[Extrahierter Text]:

2019, 2021 und jetzt 2024 – in diesen Herbst haben wir unsere Pilottour an Kretas Küste fortgesetzt. Mit dem Ziel im Kopf, das wir uns beim ersten Mal bereits gesteckt haben: Die Insel irgendwann komplett umrundet zu haben. Wie bereits 2021 sind wir auch 2024 wieder dort gestartet, wo wir bei der letzen Tour geendet haben. Diesmal ging es also im Südosten los, bei Ierapetra.
Kreta ist eine wirklich große Insel. Deshalb sind wir auch noch lange nicht rum. Sie ist die größte Insel Griechenlands und die fünftgrößte im Mittelmeer – nach Sizilien, Korsika, Zypern und Sardinien. Außerdem hat man es rund um Kreta häufig mit ordentlich Wind und Welle zu tun. Zumindest ab Herbst. Von Oktober bis Mai stehen die Chancen auf wildes Wetter gut. Dafür spielen uns um diese Jahreszeit andere Dinge in die Karten. Im Oktober ist es nicht mehr so voll, der Tourismus schläft langsam ein und die Strände leeren sich. Trotzdem sind die meisten Lokale noch auf. Das Wetter ist in der Regel sonnig, es ist aber nicht mehr so heiß wie im Sommer – perfekt!
Nachdem wir 2019 im Nordwesten gestartet sind, in Kissamos, und bis nach Plakias gekommen sind (lese hier den Bericht dazu), sind wir 2021 in Plakias gestartet und bis nach Ierapetra gepaddelt (lese hier den Bericht dazu). Beim diesjährigen Ritt sind wir kurz hinter Ierapetra gestartet, das Ziel der Reise war Agios Nikolaos an der Nordküste. Aber so weit sollte es diesmal eventuell gar nicht kommen… sei gespannt.

[Aufgaben]:
1 - Gib aus dem Reisebericht über Kreta den Abschnitt von „2019, 2021 und“ bis einschließlich „los, bei Ierapetra.“ wortgetreu wieder.
2 - Welcher Ort war laut dem Reisebericht über Kreta das Ziel der Tour im Jahr 2024?

[Gegebene Daten]:

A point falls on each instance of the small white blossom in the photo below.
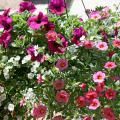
(11, 107)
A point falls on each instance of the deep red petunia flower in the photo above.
(57, 6)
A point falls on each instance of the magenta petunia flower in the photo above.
(110, 65)
(116, 43)
(5, 39)
(77, 34)
(94, 104)
(99, 77)
(59, 46)
(27, 6)
(57, 6)
(95, 15)
(102, 46)
(35, 56)
(35, 22)
(39, 111)
(62, 64)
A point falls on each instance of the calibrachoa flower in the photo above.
(5, 39)
(57, 6)
(27, 6)
(90, 95)
(77, 34)
(108, 114)
(36, 22)
(62, 64)
(102, 46)
(39, 79)
(116, 43)
(81, 102)
(88, 44)
(59, 46)
(94, 104)
(58, 84)
(110, 65)
(110, 94)
(99, 77)
(39, 111)
(95, 15)
(62, 96)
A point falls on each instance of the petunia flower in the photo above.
(36, 22)
(57, 7)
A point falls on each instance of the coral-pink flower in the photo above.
(39, 111)
(62, 64)
(58, 84)
(110, 65)
(62, 96)
(94, 104)
(99, 77)
(102, 46)
(116, 43)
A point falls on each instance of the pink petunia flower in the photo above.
(58, 84)
(62, 97)
(99, 77)
(116, 43)
(95, 15)
(39, 111)
(110, 94)
(94, 104)
(102, 46)
(35, 22)
(110, 65)
(62, 64)
(108, 114)
(27, 6)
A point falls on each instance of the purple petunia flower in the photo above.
(35, 22)
(27, 6)
(5, 39)
(77, 34)
(57, 6)
(58, 47)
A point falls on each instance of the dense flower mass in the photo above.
(58, 66)
(57, 6)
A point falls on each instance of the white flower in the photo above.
(26, 59)
(1, 89)
(5, 117)
(30, 75)
(11, 107)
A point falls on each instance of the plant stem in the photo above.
(85, 8)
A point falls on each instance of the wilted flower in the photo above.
(57, 6)
(27, 6)
(36, 22)
(99, 77)
(62, 64)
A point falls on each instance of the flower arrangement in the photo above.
(57, 66)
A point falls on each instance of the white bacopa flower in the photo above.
(2, 97)
(26, 59)
(6, 117)
(30, 75)
(1, 89)
(11, 107)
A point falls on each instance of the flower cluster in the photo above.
(59, 67)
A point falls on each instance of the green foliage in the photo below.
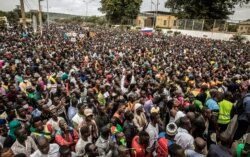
(177, 33)
(232, 27)
(2, 25)
(204, 9)
(120, 11)
(238, 38)
(158, 29)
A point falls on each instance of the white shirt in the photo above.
(184, 139)
(53, 152)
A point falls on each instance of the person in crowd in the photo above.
(176, 150)
(242, 149)
(225, 111)
(65, 151)
(166, 139)
(199, 145)
(140, 119)
(109, 85)
(6, 152)
(104, 143)
(11, 138)
(83, 140)
(53, 122)
(79, 116)
(66, 135)
(120, 113)
(89, 121)
(140, 144)
(24, 143)
(222, 149)
(45, 149)
(244, 115)
(91, 150)
(38, 129)
(153, 130)
(183, 137)
(102, 118)
(129, 128)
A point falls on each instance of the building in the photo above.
(244, 27)
(152, 19)
(4, 18)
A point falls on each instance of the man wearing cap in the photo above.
(140, 120)
(90, 122)
(166, 139)
(79, 116)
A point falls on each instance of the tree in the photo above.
(14, 15)
(120, 11)
(204, 9)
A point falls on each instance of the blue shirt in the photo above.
(212, 104)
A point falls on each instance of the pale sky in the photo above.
(78, 7)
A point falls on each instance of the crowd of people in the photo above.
(115, 93)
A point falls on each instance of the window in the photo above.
(165, 22)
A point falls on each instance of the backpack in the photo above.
(162, 149)
(240, 107)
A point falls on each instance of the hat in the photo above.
(88, 112)
(171, 129)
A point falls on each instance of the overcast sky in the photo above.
(78, 7)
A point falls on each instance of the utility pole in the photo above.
(40, 17)
(48, 13)
(23, 14)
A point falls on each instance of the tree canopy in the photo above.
(120, 11)
(204, 9)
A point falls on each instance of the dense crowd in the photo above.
(115, 93)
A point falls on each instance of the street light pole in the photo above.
(87, 5)
(40, 17)
(48, 13)
(23, 14)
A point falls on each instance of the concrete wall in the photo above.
(203, 34)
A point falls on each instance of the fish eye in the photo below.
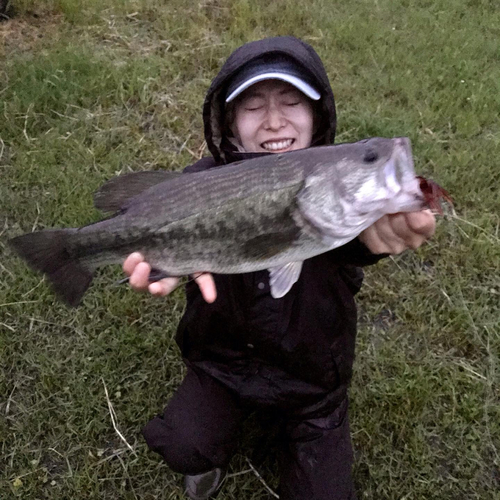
(370, 156)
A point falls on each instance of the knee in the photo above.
(177, 446)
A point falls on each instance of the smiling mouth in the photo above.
(279, 145)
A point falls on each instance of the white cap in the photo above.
(277, 69)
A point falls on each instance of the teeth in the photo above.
(277, 145)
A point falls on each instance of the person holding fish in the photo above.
(245, 349)
(283, 227)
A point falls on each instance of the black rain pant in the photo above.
(199, 428)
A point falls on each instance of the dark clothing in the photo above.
(302, 54)
(199, 429)
(249, 350)
(286, 352)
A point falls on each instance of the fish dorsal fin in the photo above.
(113, 195)
(282, 278)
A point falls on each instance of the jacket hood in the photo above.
(303, 54)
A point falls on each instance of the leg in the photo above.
(317, 460)
(198, 429)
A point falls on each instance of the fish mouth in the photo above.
(277, 145)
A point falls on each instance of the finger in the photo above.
(423, 223)
(131, 261)
(139, 279)
(402, 227)
(371, 239)
(163, 287)
(207, 286)
(384, 230)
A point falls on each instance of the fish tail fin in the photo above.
(47, 251)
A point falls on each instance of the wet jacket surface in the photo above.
(296, 352)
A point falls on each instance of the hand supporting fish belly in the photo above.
(271, 212)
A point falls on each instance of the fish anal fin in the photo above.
(282, 278)
(268, 245)
(114, 194)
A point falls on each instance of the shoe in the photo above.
(202, 486)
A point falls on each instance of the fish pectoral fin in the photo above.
(112, 195)
(282, 278)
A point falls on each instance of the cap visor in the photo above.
(298, 83)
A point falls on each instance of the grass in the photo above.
(90, 89)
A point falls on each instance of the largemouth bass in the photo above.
(271, 212)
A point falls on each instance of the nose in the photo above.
(274, 118)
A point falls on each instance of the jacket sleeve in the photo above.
(354, 253)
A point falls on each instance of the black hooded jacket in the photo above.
(291, 353)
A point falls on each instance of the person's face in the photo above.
(273, 116)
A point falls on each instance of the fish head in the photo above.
(377, 176)
(356, 185)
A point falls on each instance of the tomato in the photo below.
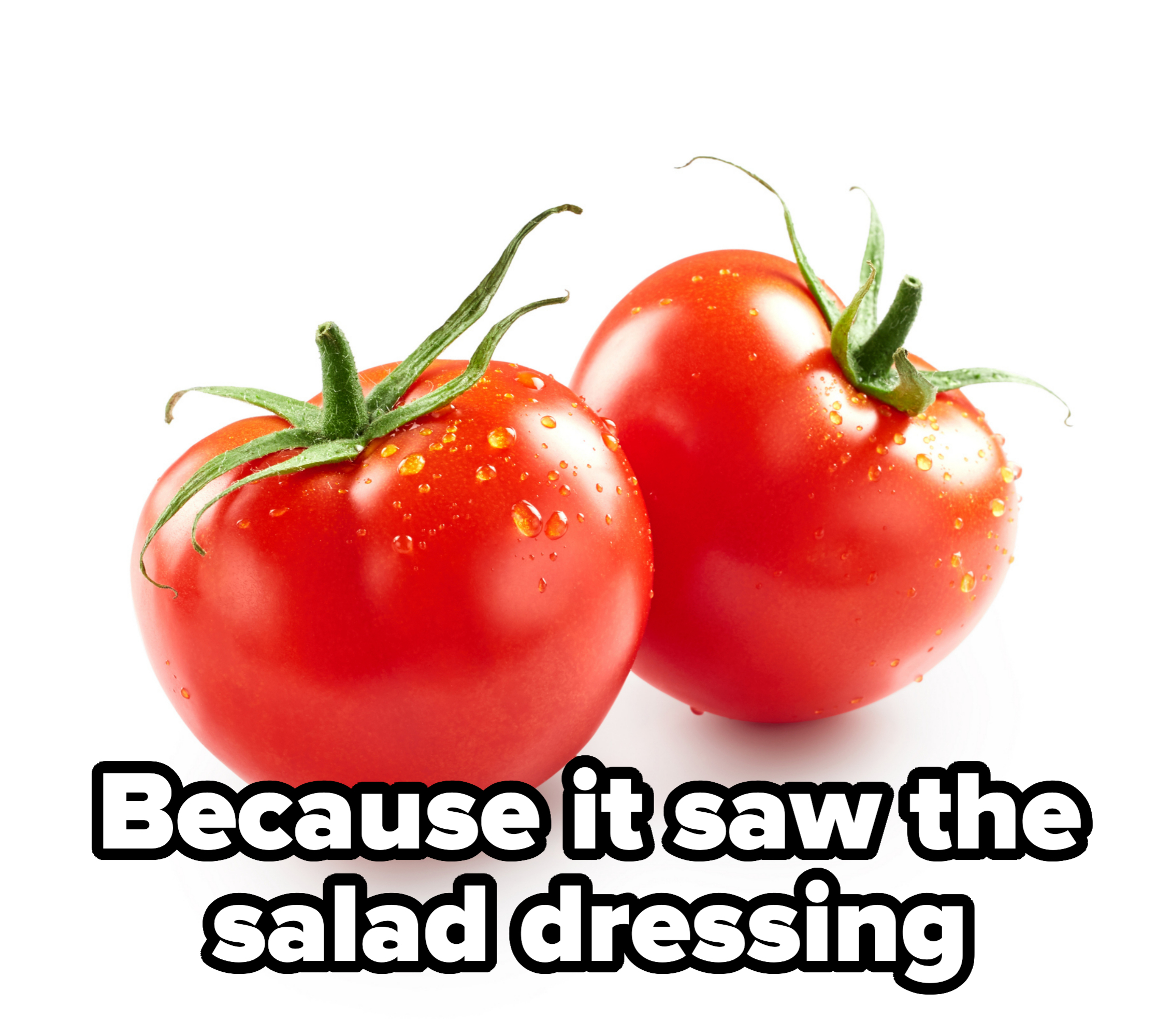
(471, 620)
(446, 576)
(815, 548)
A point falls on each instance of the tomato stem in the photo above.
(342, 403)
(346, 422)
(872, 355)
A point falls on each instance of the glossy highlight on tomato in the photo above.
(817, 550)
(457, 602)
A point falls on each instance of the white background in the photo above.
(190, 190)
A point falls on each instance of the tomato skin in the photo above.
(305, 645)
(804, 567)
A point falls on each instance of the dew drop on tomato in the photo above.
(558, 525)
(527, 519)
(501, 437)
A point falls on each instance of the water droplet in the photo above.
(557, 526)
(501, 438)
(527, 518)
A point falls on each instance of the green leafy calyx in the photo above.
(346, 423)
(871, 353)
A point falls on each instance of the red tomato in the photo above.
(815, 548)
(461, 601)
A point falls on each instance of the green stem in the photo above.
(872, 259)
(474, 370)
(826, 303)
(388, 391)
(211, 470)
(875, 354)
(346, 423)
(297, 412)
(342, 404)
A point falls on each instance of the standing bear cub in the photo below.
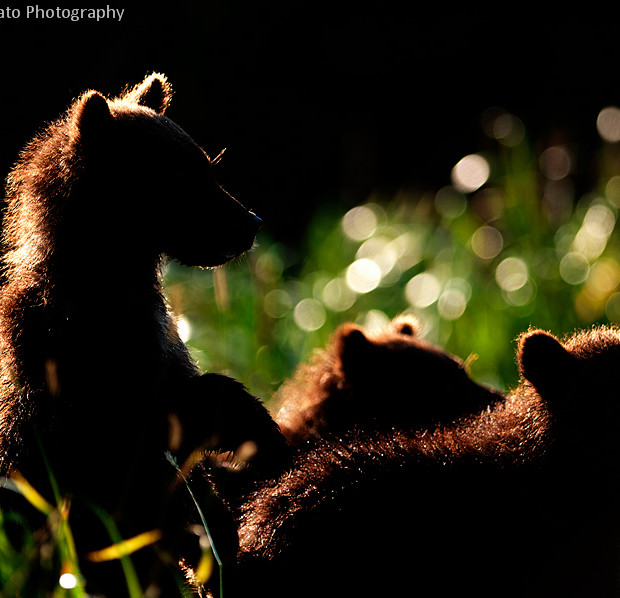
(93, 369)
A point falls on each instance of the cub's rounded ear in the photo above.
(154, 92)
(351, 346)
(543, 360)
(91, 113)
(406, 325)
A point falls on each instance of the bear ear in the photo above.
(351, 345)
(91, 113)
(406, 325)
(543, 360)
(154, 92)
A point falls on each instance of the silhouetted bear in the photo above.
(389, 378)
(517, 500)
(93, 369)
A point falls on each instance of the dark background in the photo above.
(318, 101)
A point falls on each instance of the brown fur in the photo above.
(517, 500)
(385, 379)
(93, 369)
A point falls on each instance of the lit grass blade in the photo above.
(125, 547)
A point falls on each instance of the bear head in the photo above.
(391, 378)
(166, 198)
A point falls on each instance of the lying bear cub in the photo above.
(516, 498)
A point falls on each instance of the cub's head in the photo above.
(147, 182)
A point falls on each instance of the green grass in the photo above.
(556, 266)
(477, 268)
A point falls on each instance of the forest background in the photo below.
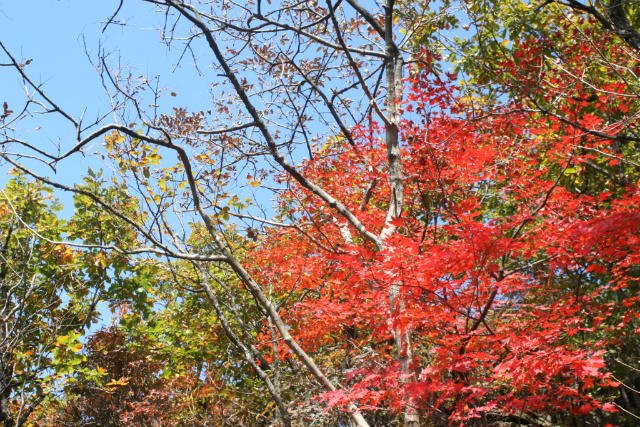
(321, 213)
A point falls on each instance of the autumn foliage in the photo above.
(516, 273)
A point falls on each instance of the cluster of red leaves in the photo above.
(508, 273)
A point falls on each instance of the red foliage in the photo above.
(507, 270)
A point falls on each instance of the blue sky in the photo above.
(51, 34)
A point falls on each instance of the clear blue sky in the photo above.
(50, 33)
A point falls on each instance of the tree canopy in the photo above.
(393, 213)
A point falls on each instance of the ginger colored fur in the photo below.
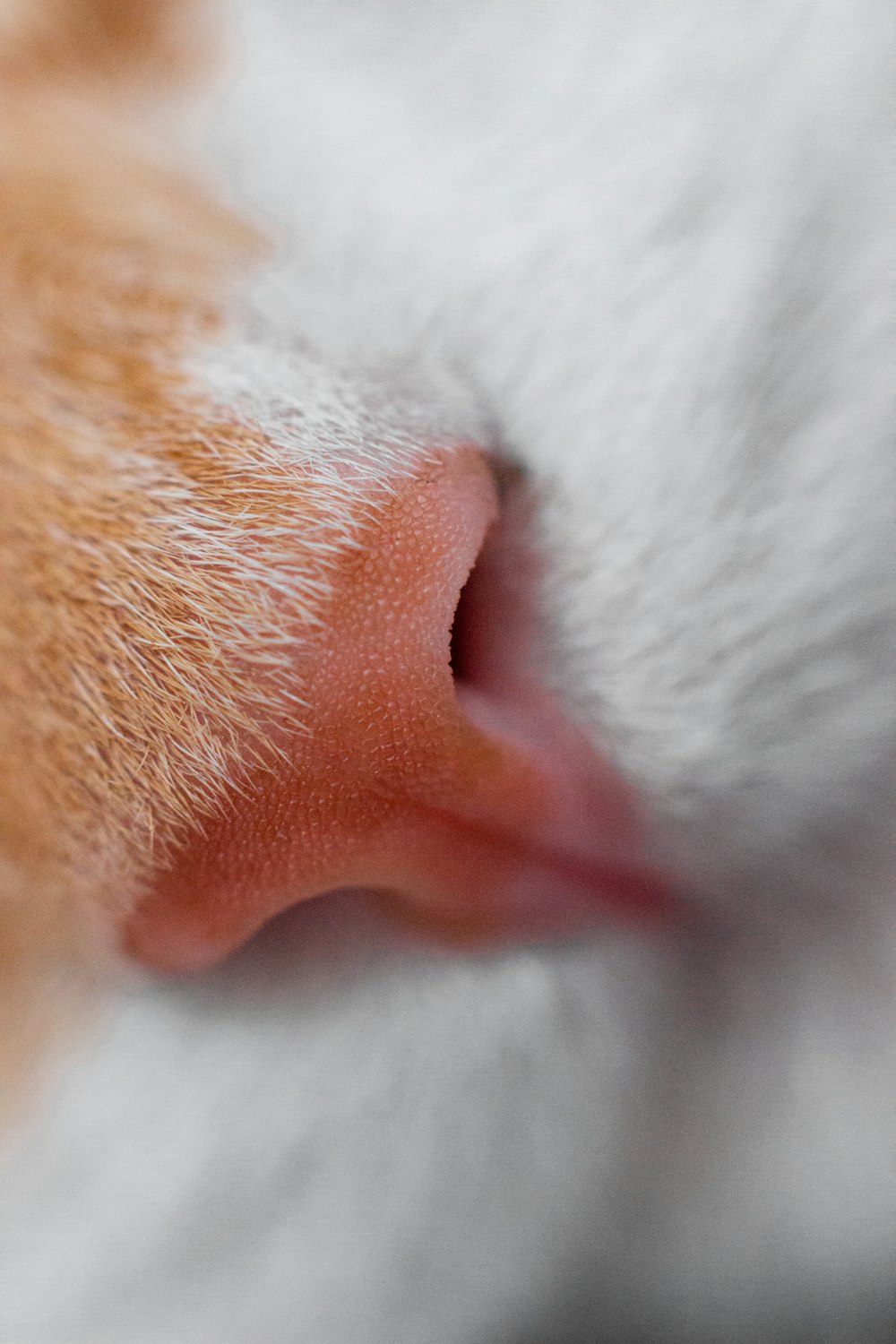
(144, 532)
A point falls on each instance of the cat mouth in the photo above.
(435, 765)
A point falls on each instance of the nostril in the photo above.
(497, 636)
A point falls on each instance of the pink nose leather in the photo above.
(395, 781)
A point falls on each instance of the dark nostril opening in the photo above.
(495, 623)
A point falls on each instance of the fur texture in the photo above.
(643, 247)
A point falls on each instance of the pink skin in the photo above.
(473, 806)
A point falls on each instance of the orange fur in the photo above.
(144, 532)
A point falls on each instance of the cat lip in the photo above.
(460, 792)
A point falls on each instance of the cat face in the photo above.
(447, 448)
(707, 609)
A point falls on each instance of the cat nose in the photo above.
(438, 773)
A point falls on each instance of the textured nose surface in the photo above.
(389, 782)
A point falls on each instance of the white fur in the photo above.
(646, 245)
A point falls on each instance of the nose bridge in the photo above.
(389, 781)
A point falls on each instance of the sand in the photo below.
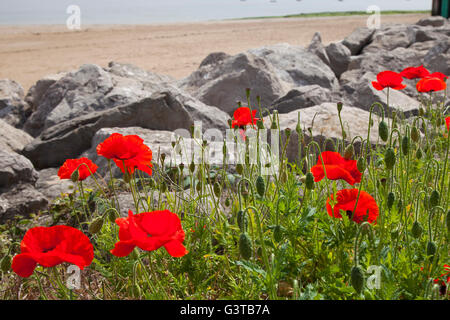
(27, 53)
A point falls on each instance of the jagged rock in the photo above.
(435, 21)
(15, 168)
(297, 66)
(362, 94)
(161, 111)
(316, 46)
(214, 58)
(12, 139)
(13, 109)
(224, 83)
(38, 90)
(326, 126)
(358, 39)
(339, 56)
(51, 186)
(391, 37)
(21, 200)
(302, 97)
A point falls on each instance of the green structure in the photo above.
(441, 8)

[Lösungen]:
1 -
2019, 2021 und jetzt 2024 – in diesen Herbst haben wir unsere Pilottour an Kretas Küste fortgesetzt. Mit dem Ziel im Kopf, das wir uns beim ersten Mal bereits gesteckt haben: Die Insel irgendwann komplett umrundet zu haben. Wie bereits 2021 sind wir auch 2024 wieder dort gestartet, wo wir bei der letzen Tour geendet haben. Diesmal ging es also im Südosten los, bei Ierapetra.

2 - Agios Nikolaos an der Nordküste.